**Task requirements:**
Reproduce each of the entries below word for word, without any changes.

Excerpts from location labeling data:
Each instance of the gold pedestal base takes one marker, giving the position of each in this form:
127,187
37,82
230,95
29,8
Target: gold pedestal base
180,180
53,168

**Solution for this task:**
Each instance of the gold pedestal base takes one marker, giving the position of each in this form:
127,187
37,82
230,95
29,8
Target: gold pedestal base
180,180
53,168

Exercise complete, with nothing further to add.